Structured Data
Steven Zeil
Often we have data items that we would like to group together.
-
Arrays can group arbitrary numbers of pieces of data of the same type
-
Structs can group fixed numbers of pieces of data of different types
- Structs are a.k.a. records
1 Structs
A running example through this semester will be an on-line auction.
Key ideas:
-
Items are offered for auction ending at a designated time and with a reserve price
-
Bidders deposit money into an auction account as a sign of good faith.
- They cannot win an auctions with bids larger than the amount deposited
-
Bids are placed by bidders through the day for specific amounts for specific items
Let us take a look at how we can represent some of these ideas as data:
1.1 Bidders: Description
Bidders are described as
"bidder-name is a login name for the bidders, and consists of a single word (no internal blanks).
account-balance is the amount deposited by the bidder. It is a number and is specified to the penny (0.01)."
1.2 Different Data Items Describing one “Thing”
So there are two critical components to each bidder:
struct Bidder {
std::string name;
Money balance;
};
A struct
declares a data type as a collection of
-
fields (a.k.a. data members)
-
Each field has
- a data type
- a field name (a.k.a. member name)
Using std::string for the first field type is pretty much a no-brainer.
The choice of data type to use for the account balance is trickier:
- Monetary amounts are normally written with decimal points, so we might think to sue float or double.
But floating point does not really work well. The representation is not exact, nor are the calculations. And company auditors really don’t ant to hear stories about round-off error.
- Integer types (int or long) work better. We could use the integer to represent the number of cents in the monetary amount.
But integers don’t read and write with decimal points, so we would need special functions for that purpose. It’s not impossible, but it could be annoying.

-.-.-

:: WRITTEN EXERCISE ::
Copy out the whole text on structured data and structs, word for word. Nothing in the entries is needed for this work.

:: DATA SUPPLIED ::
-.-.-

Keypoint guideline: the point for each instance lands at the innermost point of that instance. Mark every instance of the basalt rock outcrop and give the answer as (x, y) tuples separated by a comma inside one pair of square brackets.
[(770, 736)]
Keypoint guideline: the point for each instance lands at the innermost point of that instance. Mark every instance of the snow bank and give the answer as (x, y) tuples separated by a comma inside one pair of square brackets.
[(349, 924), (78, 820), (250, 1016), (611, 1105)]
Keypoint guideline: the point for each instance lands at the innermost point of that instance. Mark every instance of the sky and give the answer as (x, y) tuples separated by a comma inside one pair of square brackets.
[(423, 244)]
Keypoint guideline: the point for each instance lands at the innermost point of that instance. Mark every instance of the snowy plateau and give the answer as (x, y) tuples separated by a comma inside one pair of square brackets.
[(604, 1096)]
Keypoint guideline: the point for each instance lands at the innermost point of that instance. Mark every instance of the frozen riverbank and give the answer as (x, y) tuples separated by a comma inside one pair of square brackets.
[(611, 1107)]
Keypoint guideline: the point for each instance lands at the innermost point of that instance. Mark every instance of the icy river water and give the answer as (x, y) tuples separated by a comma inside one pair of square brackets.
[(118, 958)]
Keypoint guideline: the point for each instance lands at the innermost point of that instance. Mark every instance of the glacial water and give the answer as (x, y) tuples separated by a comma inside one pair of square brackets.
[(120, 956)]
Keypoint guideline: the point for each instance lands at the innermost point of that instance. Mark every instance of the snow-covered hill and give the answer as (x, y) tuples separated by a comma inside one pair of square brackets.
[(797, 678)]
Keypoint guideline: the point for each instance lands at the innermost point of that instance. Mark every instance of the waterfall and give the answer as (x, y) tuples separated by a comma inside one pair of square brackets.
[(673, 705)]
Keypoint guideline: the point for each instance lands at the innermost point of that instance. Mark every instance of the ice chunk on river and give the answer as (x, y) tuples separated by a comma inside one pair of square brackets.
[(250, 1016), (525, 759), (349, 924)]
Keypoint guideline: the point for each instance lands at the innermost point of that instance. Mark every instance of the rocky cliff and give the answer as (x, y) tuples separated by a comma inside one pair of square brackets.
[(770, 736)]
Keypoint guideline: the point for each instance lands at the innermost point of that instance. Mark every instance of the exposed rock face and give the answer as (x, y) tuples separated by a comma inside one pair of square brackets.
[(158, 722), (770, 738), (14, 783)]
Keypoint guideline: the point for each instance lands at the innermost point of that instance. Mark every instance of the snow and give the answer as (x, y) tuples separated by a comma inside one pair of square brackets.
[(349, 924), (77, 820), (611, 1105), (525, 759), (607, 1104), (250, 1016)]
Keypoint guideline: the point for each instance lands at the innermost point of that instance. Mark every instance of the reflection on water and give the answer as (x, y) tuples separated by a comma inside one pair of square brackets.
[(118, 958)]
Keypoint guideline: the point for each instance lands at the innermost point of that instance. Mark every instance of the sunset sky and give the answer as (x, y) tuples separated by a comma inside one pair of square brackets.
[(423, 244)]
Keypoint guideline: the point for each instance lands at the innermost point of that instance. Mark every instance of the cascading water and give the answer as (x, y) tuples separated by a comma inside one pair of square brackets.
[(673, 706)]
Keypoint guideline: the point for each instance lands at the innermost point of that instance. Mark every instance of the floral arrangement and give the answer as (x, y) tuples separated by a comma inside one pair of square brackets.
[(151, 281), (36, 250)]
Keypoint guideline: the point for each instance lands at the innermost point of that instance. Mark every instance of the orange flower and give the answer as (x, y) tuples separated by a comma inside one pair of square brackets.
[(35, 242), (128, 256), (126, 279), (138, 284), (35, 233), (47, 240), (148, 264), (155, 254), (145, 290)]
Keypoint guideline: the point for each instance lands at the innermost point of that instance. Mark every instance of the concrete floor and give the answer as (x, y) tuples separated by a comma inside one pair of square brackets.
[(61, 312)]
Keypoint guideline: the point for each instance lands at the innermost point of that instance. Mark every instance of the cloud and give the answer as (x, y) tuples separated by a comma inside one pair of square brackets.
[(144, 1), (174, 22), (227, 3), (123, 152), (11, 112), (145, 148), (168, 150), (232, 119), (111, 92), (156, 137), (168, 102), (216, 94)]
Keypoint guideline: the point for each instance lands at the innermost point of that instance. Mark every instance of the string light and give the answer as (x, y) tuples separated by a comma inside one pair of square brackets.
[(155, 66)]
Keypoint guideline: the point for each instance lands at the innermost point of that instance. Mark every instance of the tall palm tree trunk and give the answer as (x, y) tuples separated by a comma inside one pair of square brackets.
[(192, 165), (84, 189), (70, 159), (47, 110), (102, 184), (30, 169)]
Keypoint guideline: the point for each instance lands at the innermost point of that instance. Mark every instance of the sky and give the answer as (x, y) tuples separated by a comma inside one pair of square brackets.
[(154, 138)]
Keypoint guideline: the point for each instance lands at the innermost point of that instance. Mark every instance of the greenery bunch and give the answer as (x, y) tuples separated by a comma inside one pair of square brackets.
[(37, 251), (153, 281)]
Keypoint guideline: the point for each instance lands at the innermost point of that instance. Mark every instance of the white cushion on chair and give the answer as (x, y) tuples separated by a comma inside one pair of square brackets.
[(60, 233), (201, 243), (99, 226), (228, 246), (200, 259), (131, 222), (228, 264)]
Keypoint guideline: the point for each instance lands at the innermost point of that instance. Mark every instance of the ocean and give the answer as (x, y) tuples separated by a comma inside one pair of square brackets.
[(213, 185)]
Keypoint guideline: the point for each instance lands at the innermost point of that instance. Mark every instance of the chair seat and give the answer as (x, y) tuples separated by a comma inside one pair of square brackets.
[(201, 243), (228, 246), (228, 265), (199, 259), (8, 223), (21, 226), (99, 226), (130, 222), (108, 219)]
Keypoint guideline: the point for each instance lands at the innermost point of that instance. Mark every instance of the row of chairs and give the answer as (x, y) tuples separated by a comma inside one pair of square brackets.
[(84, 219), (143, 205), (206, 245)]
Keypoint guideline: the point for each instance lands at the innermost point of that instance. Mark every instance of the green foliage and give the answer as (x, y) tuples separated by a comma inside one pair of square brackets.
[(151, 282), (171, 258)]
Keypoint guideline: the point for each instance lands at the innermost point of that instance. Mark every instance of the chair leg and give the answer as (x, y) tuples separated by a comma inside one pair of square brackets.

-.-.-

:: RESULT FOR THIS TASK ::
Structured Data
Steven Zeil
Often we have data items that we would like to group together.
-
Arrays can group arbitrary numbers of pieces of data of the same type
-
Structs can group fixed numbers of pieces of data of different types
- Structs are a.k.a. records
1 Structs
A running example through this semester will be an on-line auction.
Key ideas:
-
Items are offered for auction ending at a designated time and with a reserve price
-
Bidders deposit money into an auction account as a sign of good faith.
- They cannot win an auctions with bids larger than the amount deposited
-
Bids are placed by bidders through the day for specific amounts for specific items
Let us take a look at how we can represent some of these ideas as data:
1.1 Bidders: Description
Bidders are described as
"bidder-name is a login name for the bidders, and consists of a single word (no internal blanks).
account-balance is the amount deposited by the bidder. It is a number and is specified to the penny (0.01)."
1.2 Different Data Items Describing one “Thing”
So there are two critical components to each bidder:
struct Bidder {
std::string name;
Money balance;
};
A struct
declares a data type as a collection of
-
fields (a.k.a. data members)
-
Each field has
- a data type
- a field name (a.k.a. member name)
Using std::string for the first field type is pretty much a no-brainer.
The choice of data type to use for the account balance is trickier:
- Monetary amounts are normally written with decimal points, so we might think to sue float or double.
But floating point does not really work well. The representation is not exact, nor are the calculations. And company auditors really don’t ant to hear stories about round-off error.
- Integer types (int or long) work better. We could use the integer to represent the number of cents in the monetary amount.
But integers don’t read and write with decimal points, so we would need special functions for that purpose. It’s not impossible, but it could be annoying.